## Detalhes do exercício
No trecho sobre o controle do mar apresentado abaixo, quais são as frases do parágrafo que começa com “Dos juízos citados”? Liste todas, na ordem em que aparecem.

Depois de uma pausa, que eu achei muito boa pelas perguntas que apareceram, acho que podemos continuar (sem que eu negrite ou sublinhe o que considerava importante).
Mais atrás vimos que existem 2 meios de se conseguir o Controle do Mar: o Bloqueio Naval e a Batalha.
A CONQUISTA DO CONTROLE DO MAR
6.1 – COMENTÁRIOS INICIAIS
Foi o britânico Julian S. Corbett quem ordenou e classificou as operações de guerra no mar. Seus conceitos e sistematização têm conservado sua validade, ainda que com algumas modificações menores para uma melhor compreensão. Na fundamentação de sua teoria fez considerações muito úteis para o entendimento do tema:
“Na condução da guerra naval todas as operações se relacionam com duas grandes classes de propósitos. A primeira é obter ou disputar o controle do mar e a outra é exercer o controle sobre as comunicações de que dispomos, tenhamos ou não conseguido o domínio completo ... Como é natural, na prática, raras vezes podemos assegurar categoricamente que uma operação de guerra tenha um só propósito claramente definido. Uma esquadra de batalha, cuja função principal era conseguir o domínio, foi situada normalmente em uma posição tal que lhe permitisse exercer controle; e vice-versa, linhas de cruzadores destinados, antes de mais nada, ao exercício do controle sobre rotas comerciais, foram consideradas como postos avançados da esquadra de batalha, a fim de preveni-la acerca dos movimentos das esquadras inimigas.”
Dos juízos citados, infere-se que a força organizada é a responsável pela conquista do controle do mar, enquanto as outras forças, sob sua proteção, o exercem de acordo com o grau de controle detido. Em outros termos, as operações de conquista e exercício coexistem sem interferir uma com a outra. Porém, a conquista demanda a concentração das forças, enquanto as de exercício exigem sua dispersão. Esta contradição constitui um dos dilemas mais árduos a resolver no processo de formação configuração do poder naval e seu emprego no desenvolvimento do conflito.

## Dados fornecidos
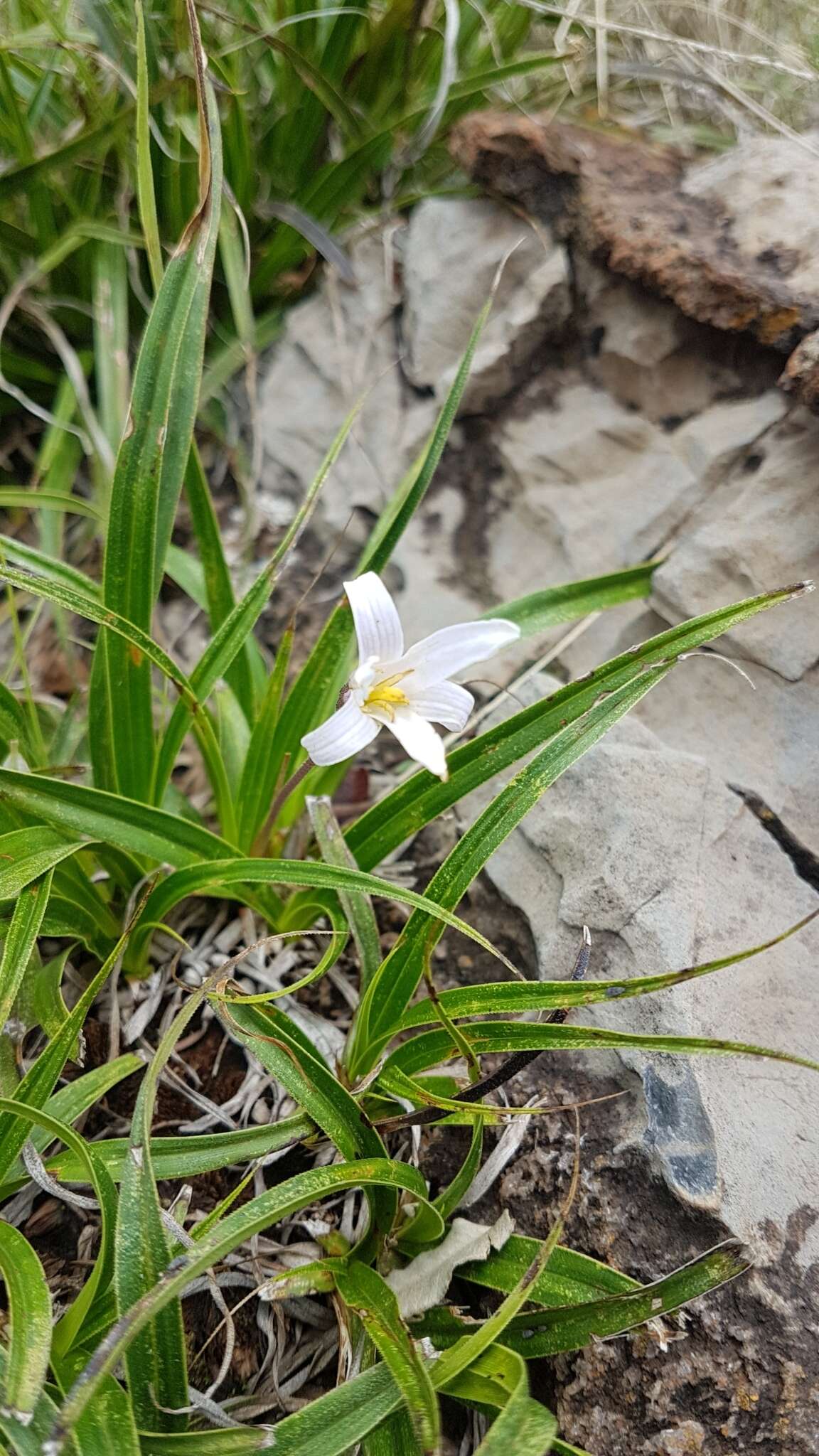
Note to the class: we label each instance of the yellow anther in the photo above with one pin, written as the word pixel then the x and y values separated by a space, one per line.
pixel 387 696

## Resposta completa
1. Dos juízos citados, infere-se que a força organizada é a responsável pela conquista do controle do mar, enquanto as outras forças, sob sua proteção, o exercem de acordo com o grau de controle detido.
2. Em outros termos, as operações de conquista e exercício coexistem sem interferir uma com a outra.
3. Porém, a conquista demanda a concentração das forças, enquanto as de exercício exigem sua dispersão.
4. Esta contradição constitui um dos dilemas mais árduos a resolver no processo de formação configuração do poder naval e seu emprego no desenvolvimento do conflito.